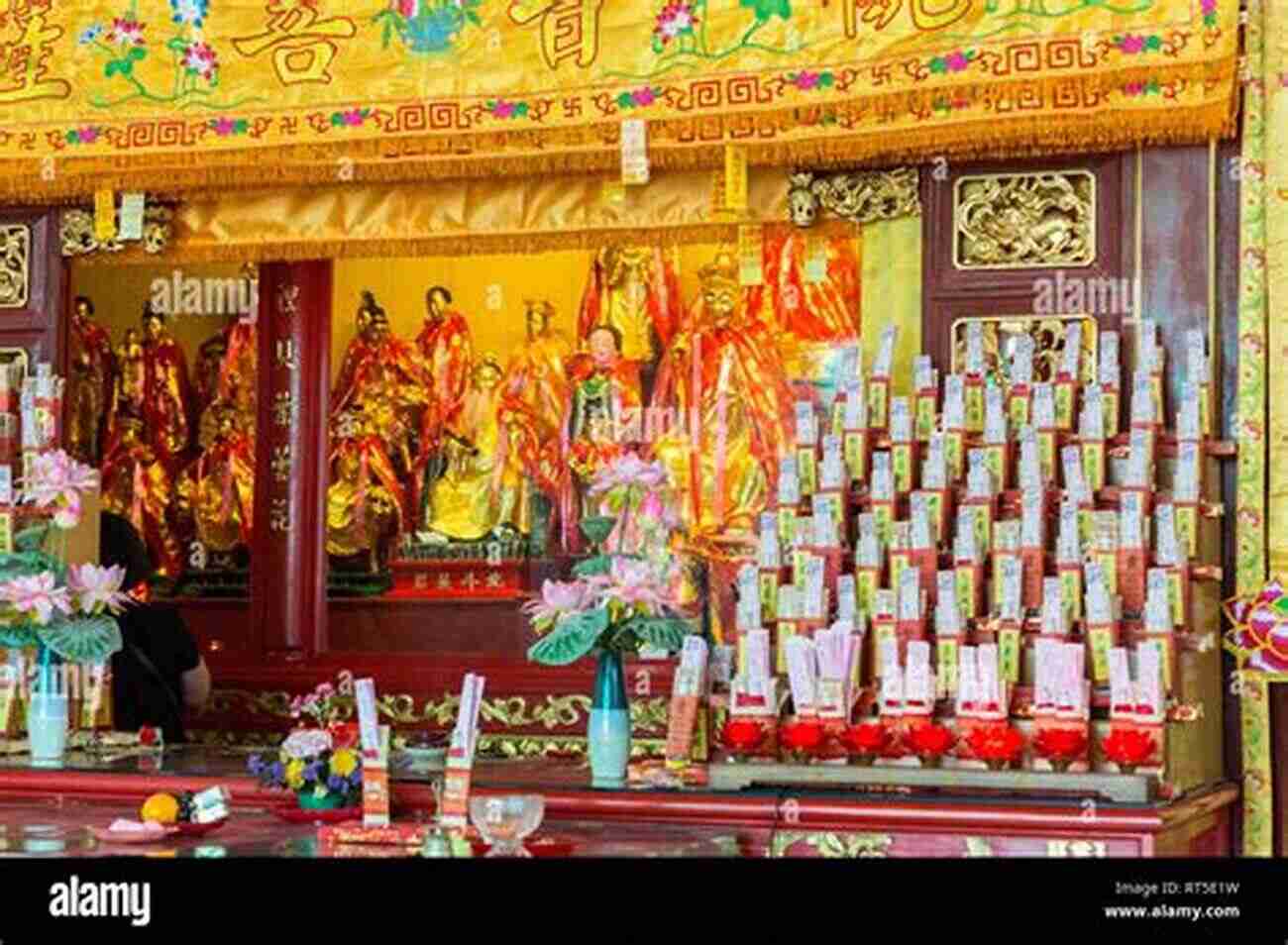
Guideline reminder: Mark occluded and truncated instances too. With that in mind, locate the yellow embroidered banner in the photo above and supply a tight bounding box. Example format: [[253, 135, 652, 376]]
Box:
[[0, 0, 1237, 199]]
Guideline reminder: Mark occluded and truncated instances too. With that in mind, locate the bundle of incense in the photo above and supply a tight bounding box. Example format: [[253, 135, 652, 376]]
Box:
[[1083, 562, 1118, 683], [890, 396, 917, 495], [756, 512, 783, 619], [666, 633, 707, 768], [844, 386, 870, 482], [997, 558, 1024, 684], [912, 354, 939, 443], [914, 433, 952, 545], [774, 584, 802, 676], [903, 640, 935, 721], [953, 506, 984, 619], [440, 672, 485, 826], [890, 521, 915, 607], [1055, 322, 1082, 430], [778, 456, 802, 545], [944, 374, 966, 482], [1033, 383, 1060, 482], [1136, 568, 1176, 692], [1132, 318, 1167, 422], [812, 435, 849, 545], [1078, 383, 1108, 491], [909, 491, 939, 604], [877, 640, 905, 725], [868, 325, 899, 430], [854, 512, 885, 614], [984, 379, 1012, 490], [1096, 331, 1122, 441], [958, 450, 997, 553], [1182, 328, 1212, 439], [1042, 578, 1069, 640], [1091, 510, 1118, 596], [989, 519, 1022, 613], [1006, 335, 1037, 430], [1118, 490, 1149, 614], [814, 623, 854, 721], [868, 452, 896, 545], [729, 630, 778, 718], [1020, 489, 1046, 609], [796, 400, 818, 497], [1055, 502, 1082, 627], [1154, 504, 1192, 627], [935, 571, 965, 699], [785, 636, 818, 718], [963, 322, 984, 433]]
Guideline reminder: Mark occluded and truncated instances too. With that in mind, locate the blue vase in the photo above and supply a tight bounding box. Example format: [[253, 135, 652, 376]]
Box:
[[587, 650, 631, 788]]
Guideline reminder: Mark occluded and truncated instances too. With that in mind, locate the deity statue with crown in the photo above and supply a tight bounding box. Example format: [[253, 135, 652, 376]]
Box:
[[653, 254, 794, 545]]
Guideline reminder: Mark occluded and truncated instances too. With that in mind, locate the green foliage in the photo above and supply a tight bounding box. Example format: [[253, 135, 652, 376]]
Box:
[[528, 607, 608, 666], [36, 615, 123, 663]]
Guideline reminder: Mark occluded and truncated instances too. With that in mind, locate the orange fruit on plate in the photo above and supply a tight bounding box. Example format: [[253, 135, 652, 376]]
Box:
[[139, 794, 179, 824]]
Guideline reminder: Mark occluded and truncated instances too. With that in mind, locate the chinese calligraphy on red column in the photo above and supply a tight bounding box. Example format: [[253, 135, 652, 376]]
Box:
[[233, 0, 358, 85], [0, 0, 71, 106], [510, 0, 604, 68]]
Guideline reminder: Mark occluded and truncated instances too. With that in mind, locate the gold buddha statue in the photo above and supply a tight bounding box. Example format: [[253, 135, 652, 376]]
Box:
[[653, 254, 794, 541], [102, 417, 183, 577], [326, 413, 403, 575], [67, 295, 115, 467], [425, 356, 531, 542], [175, 400, 255, 558]]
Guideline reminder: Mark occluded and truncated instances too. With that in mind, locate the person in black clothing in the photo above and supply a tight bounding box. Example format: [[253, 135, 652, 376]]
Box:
[[99, 512, 210, 743]]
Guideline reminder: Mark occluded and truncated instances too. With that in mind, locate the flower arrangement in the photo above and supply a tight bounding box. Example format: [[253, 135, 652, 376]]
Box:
[[907, 722, 957, 768], [249, 671, 362, 807], [0, 450, 130, 663], [1033, 729, 1087, 772], [966, 722, 1024, 772], [1105, 729, 1158, 774]]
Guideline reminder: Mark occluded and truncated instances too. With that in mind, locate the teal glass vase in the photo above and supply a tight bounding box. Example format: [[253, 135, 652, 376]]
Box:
[[587, 650, 631, 788]]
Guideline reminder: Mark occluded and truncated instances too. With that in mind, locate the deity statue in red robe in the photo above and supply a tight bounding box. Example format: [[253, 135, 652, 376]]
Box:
[[143, 302, 193, 476], [577, 244, 682, 398], [416, 286, 474, 435], [67, 295, 116, 468], [653, 254, 795, 542]]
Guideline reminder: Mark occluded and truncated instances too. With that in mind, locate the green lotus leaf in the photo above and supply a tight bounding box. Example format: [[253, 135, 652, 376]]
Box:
[[528, 607, 608, 666], [36, 615, 124, 663]]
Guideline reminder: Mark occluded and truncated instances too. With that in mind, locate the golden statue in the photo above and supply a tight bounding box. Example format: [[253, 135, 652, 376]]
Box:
[[102, 417, 183, 577], [175, 400, 255, 556], [499, 299, 572, 501], [326, 412, 404, 573], [577, 244, 680, 370], [67, 295, 116, 468], [426, 356, 529, 541], [653, 254, 794, 540]]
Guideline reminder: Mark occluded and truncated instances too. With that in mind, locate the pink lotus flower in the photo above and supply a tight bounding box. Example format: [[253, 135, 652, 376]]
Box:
[[67, 564, 130, 614], [0, 571, 72, 626], [111, 18, 145, 47], [183, 43, 219, 81], [590, 454, 666, 495], [523, 579, 595, 627]]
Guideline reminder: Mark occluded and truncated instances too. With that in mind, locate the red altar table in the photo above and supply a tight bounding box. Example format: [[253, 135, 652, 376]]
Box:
[[0, 747, 1237, 858]]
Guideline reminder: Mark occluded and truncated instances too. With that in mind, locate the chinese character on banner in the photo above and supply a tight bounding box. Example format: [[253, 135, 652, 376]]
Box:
[[0, 0, 72, 104], [510, 0, 604, 68], [233, 0, 358, 85]]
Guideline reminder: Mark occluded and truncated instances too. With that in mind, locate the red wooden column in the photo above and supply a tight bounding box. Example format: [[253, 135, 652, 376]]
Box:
[[252, 261, 331, 662]]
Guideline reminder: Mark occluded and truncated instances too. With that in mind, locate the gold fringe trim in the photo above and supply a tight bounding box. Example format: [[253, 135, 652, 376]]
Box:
[[72, 220, 857, 266], [0, 57, 1237, 205]]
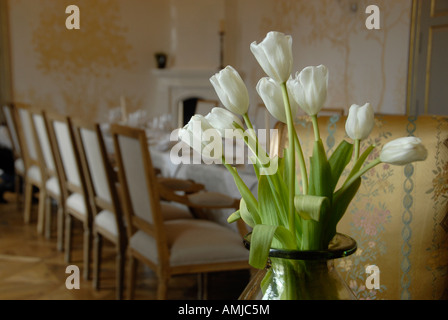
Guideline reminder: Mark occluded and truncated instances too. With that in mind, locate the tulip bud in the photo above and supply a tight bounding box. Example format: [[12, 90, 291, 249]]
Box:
[[380, 137, 428, 165], [257, 77, 299, 123], [210, 66, 249, 115], [250, 31, 293, 83], [205, 108, 243, 138], [288, 65, 328, 116], [345, 103, 375, 140], [179, 114, 222, 160]]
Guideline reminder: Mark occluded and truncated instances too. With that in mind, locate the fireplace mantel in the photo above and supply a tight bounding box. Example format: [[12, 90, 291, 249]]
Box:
[[152, 69, 218, 126]]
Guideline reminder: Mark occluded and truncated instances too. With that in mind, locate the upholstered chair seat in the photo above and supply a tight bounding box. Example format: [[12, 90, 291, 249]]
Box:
[[14, 158, 25, 174], [45, 177, 61, 196], [129, 219, 249, 267], [66, 193, 87, 215], [26, 166, 42, 183]]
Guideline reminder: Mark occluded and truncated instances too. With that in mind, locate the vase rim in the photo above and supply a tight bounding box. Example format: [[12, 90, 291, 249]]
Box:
[[243, 232, 358, 260]]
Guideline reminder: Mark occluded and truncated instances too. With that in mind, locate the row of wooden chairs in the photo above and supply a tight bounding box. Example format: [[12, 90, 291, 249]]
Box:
[[2, 104, 249, 299]]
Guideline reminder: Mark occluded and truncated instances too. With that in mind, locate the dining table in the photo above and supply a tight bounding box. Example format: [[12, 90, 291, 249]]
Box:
[[101, 124, 258, 230]]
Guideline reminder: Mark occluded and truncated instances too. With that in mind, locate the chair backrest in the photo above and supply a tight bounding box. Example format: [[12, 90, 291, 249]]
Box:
[[110, 124, 168, 261], [30, 109, 58, 177], [73, 119, 125, 236], [273, 115, 448, 299], [15, 104, 40, 168], [2, 104, 22, 159], [47, 113, 86, 196]]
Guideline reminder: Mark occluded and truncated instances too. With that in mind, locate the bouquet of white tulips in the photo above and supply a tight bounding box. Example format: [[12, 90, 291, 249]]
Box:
[[179, 32, 427, 269]]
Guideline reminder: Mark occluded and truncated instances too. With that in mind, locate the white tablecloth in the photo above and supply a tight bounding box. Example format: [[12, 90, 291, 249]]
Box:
[[103, 126, 258, 230]]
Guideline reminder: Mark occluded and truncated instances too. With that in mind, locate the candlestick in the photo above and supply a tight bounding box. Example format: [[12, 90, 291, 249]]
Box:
[[120, 96, 128, 122], [219, 20, 225, 69]]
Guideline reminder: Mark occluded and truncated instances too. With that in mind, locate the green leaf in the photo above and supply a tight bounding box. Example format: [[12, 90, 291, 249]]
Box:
[[328, 140, 353, 191], [326, 178, 361, 241], [226, 165, 258, 218], [294, 195, 330, 222], [274, 226, 297, 250], [249, 224, 277, 269], [227, 210, 241, 223], [309, 140, 333, 199], [239, 198, 261, 228], [258, 175, 288, 226]]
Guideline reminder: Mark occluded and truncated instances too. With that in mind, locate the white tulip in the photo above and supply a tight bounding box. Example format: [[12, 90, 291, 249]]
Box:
[[256, 77, 299, 123], [179, 114, 223, 160], [210, 66, 249, 115], [380, 137, 428, 165], [345, 103, 375, 140], [250, 31, 293, 83], [205, 108, 244, 138], [288, 65, 328, 116]]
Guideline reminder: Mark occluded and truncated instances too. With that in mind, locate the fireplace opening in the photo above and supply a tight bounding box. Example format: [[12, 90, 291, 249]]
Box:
[[178, 96, 219, 127]]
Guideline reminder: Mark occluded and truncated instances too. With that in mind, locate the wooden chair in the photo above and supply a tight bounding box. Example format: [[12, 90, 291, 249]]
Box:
[[48, 114, 93, 279], [2, 104, 26, 204], [30, 108, 65, 251], [111, 125, 249, 299], [15, 104, 46, 234], [73, 119, 127, 299]]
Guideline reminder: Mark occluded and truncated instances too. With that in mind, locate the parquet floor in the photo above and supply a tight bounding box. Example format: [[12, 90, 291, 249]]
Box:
[[0, 193, 249, 300]]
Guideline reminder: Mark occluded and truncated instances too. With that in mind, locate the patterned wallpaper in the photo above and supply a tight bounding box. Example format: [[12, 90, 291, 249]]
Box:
[[8, 0, 411, 119]]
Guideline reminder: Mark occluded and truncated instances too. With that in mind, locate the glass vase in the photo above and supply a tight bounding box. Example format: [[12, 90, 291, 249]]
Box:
[[239, 233, 357, 300]]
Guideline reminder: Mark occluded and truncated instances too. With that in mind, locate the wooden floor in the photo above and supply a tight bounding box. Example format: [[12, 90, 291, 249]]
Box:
[[0, 193, 249, 300]]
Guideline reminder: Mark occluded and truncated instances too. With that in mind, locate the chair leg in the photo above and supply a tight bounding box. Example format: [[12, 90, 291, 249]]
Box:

^^^^^^^^

• _Exercise prompt_:
Rewrite as a numbered list the lines from the one containing "the chinese calligraphy" through the one containing "[[528, 607, 608, 666], [36, 615, 124, 663]]", both included, leaving out any blank lines.

• _Answer for the task_:
1. Guideline reminder: Mark occluded and truncated instances too. With that in mind, locate the chinese calligraphy on red column in the photo above and supply a tight bounding box. Example format: [[253, 135, 652, 376]]
2. Box:
3. [[233, 0, 358, 85], [0, 0, 71, 106], [510, 0, 604, 68]]
4. Guideline reminder: Mark occluded and truncated instances too. With that in mind, locate the gold buddha statue in the photo above and supply a tight bounding box. Example format: [[253, 135, 652, 376]]
5. Box:
6. [[653, 254, 794, 541], [102, 417, 183, 577], [326, 413, 403, 575], [67, 295, 115, 467], [425, 356, 531, 542], [175, 400, 255, 558]]
7. Guideline reminder: Mark occluded and truncated instances too. With that in mind, locate the person in black clothing in the photo above and supply a tight bounding box. Example format: [[253, 135, 652, 376]]
8. Box:
9. [[99, 512, 210, 743]]
10. Guideline reminder: Mark occluded and truncated instances too. With that in mind, locate the flower arrangement in the photo above and supply a tight bounding box. Example format: [[253, 135, 652, 376]]
11. Box:
12. [[907, 722, 957, 768], [249, 671, 362, 807], [0, 450, 130, 663], [1033, 729, 1087, 772], [966, 722, 1024, 772], [1105, 729, 1158, 774]]
13. Guideline reminder: Mark occluded and truncated instances too. With that in mind, locate the teal glass vase in the photo above and supply a tight bounding box. Example format: [[253, 135, 652, 376]]
14. Box:
15. [[587, 650, 631, 788]]
16. Guideline reminder: Mark occluded and truncated instances too. With that in mind, locate the deity statue in red robe in the photo above and supply a tight bounding box. Example format: [[253, 135, 652, 376]]
17. Box:
18. [[143, 302, 193, 476], [577, 244, 682, 398], [416, 286, 474, 435], [67, 295, 116, 468], [653, 254, 795, 542]]
19. Guideline reminder: Mark occluded and truncated instances too. With that in mind, locate the green lotus leaf in the photo above and supply a tight bounding box. Example format: [[253, 135, 652, 376]]
20. Box:
21. [[528, 607, 608, 666], [36, 615, 124, 663]]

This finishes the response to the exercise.